▶ Given request:
Copy out every line of the entries below that contains the string "wall". Matching is case-sensitive.

▶ Extracted records:

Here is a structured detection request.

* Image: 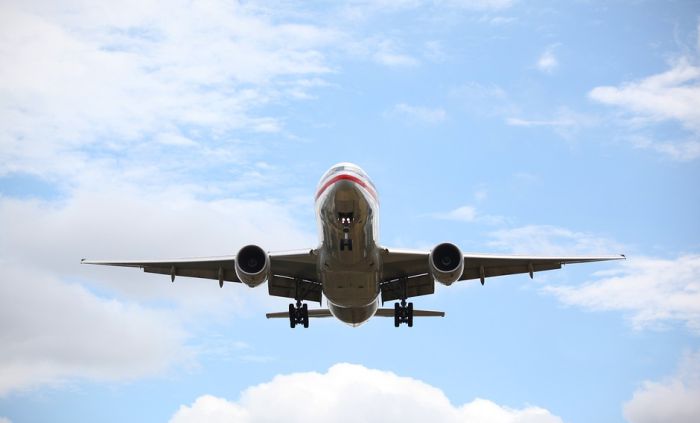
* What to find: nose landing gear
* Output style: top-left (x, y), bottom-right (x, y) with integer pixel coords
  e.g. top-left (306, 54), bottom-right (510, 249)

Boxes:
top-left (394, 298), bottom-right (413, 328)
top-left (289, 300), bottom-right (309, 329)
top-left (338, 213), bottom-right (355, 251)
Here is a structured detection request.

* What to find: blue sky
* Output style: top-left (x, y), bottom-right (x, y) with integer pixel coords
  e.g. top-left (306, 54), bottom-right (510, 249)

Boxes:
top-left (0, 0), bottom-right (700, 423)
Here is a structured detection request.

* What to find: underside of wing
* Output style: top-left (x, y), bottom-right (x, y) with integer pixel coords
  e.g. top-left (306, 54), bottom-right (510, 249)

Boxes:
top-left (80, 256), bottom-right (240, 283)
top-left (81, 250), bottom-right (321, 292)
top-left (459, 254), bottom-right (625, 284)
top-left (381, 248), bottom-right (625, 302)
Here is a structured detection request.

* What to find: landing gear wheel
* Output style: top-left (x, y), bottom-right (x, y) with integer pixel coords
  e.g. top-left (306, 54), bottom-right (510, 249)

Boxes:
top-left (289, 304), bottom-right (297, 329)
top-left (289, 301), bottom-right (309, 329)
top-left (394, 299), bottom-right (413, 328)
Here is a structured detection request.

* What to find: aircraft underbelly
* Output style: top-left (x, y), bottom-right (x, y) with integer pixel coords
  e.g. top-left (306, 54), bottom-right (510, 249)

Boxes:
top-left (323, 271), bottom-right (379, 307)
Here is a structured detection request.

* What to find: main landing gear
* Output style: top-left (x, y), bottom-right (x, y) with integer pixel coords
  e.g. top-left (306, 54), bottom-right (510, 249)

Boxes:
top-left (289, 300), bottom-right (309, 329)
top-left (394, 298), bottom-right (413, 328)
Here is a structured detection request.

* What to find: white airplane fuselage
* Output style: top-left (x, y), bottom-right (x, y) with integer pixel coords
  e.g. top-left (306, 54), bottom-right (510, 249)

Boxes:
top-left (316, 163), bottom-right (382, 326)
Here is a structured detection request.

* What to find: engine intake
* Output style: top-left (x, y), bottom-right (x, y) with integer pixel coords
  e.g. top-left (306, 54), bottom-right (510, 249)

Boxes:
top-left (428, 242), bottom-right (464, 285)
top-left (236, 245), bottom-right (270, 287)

==

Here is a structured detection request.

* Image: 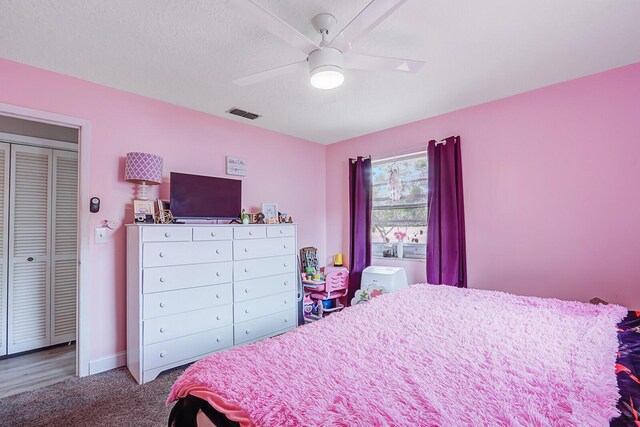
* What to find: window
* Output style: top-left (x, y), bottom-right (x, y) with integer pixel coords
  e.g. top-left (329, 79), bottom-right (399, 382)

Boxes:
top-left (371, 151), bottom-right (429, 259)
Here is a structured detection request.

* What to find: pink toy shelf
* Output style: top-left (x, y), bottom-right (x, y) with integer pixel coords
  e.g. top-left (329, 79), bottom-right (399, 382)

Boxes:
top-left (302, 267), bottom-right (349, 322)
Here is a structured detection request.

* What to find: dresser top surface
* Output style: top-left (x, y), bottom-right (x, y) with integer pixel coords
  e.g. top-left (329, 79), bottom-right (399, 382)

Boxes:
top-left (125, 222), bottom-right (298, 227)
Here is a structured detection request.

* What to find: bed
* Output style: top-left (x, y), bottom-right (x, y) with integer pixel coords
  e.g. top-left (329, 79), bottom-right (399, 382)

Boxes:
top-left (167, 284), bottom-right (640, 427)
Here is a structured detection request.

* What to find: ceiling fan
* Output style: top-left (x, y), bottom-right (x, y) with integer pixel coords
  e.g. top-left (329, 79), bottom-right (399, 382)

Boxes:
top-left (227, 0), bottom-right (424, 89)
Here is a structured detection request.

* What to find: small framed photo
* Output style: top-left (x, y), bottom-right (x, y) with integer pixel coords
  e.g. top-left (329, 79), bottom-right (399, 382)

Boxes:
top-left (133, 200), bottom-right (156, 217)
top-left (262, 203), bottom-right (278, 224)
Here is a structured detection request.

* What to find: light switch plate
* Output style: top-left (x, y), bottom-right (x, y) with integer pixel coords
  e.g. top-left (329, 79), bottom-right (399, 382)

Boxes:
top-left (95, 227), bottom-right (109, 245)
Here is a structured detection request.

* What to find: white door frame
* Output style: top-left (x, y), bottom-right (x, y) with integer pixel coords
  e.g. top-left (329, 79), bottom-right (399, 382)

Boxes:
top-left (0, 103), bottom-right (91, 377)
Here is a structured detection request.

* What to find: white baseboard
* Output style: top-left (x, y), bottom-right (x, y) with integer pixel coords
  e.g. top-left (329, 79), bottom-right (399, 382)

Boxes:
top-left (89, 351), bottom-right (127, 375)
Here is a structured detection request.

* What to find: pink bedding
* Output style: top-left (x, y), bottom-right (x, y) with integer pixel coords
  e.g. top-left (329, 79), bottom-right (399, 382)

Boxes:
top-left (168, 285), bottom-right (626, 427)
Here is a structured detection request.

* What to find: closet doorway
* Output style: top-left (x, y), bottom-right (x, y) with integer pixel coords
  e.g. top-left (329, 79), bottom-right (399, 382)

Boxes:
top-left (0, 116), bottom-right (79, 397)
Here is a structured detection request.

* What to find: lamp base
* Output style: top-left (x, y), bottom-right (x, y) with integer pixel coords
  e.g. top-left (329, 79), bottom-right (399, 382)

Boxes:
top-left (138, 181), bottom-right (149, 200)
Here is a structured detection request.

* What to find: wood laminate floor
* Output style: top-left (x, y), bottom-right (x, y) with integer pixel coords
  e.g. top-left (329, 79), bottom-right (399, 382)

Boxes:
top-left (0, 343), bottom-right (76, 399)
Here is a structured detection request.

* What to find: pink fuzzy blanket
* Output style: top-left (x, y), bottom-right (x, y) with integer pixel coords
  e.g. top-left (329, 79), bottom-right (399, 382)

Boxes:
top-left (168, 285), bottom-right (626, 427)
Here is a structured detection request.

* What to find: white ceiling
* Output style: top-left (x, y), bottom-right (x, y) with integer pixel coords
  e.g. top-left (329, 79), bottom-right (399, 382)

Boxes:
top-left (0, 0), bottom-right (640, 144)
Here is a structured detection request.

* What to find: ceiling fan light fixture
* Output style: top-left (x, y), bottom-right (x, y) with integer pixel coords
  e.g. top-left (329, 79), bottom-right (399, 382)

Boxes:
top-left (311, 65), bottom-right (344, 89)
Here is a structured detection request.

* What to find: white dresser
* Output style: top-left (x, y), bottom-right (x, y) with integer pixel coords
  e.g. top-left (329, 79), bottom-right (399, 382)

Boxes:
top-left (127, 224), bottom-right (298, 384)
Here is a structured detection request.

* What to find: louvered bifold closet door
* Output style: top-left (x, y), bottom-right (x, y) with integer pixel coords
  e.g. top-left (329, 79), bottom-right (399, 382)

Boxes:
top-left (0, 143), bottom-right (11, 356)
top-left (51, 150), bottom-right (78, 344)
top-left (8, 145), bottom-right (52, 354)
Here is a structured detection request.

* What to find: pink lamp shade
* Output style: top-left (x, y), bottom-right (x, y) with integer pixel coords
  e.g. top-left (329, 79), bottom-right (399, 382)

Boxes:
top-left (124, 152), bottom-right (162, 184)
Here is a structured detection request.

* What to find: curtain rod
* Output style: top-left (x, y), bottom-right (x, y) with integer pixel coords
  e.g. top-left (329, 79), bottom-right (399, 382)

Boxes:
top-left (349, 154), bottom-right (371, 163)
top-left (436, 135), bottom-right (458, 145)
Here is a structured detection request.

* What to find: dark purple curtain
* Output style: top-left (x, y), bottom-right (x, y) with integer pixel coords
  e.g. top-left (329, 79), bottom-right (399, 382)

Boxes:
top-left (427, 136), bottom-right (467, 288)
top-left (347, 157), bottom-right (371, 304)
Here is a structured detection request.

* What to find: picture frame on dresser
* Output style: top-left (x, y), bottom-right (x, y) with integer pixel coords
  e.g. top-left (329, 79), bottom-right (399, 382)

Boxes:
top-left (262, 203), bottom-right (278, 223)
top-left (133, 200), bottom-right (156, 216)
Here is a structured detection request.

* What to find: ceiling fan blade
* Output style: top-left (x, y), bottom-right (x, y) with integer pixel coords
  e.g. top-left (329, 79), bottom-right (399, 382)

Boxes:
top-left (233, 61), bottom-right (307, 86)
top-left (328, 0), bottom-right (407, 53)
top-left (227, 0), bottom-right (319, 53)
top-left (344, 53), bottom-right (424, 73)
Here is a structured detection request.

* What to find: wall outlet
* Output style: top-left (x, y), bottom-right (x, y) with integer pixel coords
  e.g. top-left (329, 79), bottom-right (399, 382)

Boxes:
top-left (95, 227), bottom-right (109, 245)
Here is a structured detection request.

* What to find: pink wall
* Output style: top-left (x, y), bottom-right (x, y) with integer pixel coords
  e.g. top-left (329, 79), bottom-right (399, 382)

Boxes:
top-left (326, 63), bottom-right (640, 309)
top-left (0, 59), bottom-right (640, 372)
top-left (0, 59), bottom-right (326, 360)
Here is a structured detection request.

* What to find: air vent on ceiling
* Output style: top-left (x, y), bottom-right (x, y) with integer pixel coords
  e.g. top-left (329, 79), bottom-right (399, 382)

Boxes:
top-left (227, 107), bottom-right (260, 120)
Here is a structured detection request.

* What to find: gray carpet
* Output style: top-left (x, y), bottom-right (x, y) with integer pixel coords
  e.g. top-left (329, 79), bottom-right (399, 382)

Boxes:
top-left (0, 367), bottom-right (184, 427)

--

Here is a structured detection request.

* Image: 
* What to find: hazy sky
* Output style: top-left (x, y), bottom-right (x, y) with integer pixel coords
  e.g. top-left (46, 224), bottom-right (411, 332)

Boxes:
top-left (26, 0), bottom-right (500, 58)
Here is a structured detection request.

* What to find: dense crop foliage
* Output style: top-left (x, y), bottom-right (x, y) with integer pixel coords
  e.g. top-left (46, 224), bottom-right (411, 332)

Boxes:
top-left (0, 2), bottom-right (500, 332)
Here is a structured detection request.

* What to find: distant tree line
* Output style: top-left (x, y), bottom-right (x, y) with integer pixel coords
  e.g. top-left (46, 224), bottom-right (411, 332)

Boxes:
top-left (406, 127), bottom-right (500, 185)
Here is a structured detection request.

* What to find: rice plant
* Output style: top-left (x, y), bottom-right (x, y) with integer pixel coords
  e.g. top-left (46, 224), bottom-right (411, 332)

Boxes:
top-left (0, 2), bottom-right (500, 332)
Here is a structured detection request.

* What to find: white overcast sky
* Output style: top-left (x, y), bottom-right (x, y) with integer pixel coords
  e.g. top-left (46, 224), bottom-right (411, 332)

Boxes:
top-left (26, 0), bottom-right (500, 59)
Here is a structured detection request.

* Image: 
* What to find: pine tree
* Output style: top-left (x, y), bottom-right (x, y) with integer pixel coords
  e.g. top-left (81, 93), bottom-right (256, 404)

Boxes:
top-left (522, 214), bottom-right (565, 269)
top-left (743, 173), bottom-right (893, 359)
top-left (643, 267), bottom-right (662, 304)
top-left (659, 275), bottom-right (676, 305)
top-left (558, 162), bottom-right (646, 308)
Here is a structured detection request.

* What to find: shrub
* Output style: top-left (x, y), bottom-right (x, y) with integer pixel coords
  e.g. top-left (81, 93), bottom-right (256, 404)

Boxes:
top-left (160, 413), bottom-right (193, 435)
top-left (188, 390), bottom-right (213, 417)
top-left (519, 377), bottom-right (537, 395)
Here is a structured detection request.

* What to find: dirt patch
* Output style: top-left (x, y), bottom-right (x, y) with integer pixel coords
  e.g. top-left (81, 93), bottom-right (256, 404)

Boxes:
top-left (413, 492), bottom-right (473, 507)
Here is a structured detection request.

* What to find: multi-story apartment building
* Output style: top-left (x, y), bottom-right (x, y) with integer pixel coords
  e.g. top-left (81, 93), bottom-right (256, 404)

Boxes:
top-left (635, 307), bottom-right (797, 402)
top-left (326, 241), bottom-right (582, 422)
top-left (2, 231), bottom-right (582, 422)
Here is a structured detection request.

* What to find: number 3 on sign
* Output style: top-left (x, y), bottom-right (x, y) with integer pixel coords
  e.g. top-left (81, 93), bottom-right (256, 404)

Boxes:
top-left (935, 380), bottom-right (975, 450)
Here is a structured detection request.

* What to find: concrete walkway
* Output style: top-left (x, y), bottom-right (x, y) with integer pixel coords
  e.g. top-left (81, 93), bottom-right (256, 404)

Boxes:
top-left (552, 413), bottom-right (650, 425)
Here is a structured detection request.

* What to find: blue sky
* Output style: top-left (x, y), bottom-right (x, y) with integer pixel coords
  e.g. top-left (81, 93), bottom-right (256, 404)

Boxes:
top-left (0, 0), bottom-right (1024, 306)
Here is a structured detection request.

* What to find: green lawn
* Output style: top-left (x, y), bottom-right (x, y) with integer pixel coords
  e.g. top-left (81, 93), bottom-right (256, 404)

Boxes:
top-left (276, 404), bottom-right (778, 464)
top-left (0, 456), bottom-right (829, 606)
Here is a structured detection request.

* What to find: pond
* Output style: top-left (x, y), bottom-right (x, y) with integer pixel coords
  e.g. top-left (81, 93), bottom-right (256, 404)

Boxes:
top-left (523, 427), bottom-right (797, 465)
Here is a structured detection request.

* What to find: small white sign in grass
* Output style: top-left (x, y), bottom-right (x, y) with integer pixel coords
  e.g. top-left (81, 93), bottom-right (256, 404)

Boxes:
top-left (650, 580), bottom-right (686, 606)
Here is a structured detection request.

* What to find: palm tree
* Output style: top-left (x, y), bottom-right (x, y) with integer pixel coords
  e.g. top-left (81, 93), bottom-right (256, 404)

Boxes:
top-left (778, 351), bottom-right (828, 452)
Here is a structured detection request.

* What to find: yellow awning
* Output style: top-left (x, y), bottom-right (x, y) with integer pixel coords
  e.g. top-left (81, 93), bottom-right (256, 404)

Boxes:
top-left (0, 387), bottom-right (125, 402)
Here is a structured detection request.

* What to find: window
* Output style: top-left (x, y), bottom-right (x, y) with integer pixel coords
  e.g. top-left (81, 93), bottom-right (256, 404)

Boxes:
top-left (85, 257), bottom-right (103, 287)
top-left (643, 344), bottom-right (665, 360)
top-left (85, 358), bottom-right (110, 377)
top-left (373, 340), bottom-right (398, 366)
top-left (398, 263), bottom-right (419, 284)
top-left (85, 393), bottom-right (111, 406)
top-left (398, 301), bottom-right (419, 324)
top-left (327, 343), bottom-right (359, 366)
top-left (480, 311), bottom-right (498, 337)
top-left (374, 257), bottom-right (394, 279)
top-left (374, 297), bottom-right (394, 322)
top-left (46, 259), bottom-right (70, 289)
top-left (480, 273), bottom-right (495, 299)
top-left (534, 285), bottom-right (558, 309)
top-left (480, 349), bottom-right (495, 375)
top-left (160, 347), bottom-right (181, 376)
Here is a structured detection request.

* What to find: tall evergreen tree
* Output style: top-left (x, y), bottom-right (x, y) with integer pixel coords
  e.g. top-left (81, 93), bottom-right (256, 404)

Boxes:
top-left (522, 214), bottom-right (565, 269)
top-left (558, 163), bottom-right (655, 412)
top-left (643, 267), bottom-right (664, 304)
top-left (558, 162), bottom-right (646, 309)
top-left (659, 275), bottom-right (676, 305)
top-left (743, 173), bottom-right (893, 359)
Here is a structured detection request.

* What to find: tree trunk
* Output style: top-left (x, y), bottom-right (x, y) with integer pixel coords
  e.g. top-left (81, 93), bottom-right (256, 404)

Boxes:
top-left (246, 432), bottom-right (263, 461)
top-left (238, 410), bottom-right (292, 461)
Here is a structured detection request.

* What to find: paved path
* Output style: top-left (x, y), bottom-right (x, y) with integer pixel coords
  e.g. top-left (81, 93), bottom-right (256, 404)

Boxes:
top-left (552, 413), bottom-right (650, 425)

▶ Exercise result:
* What to find: wall outlet
* What to find: pink wall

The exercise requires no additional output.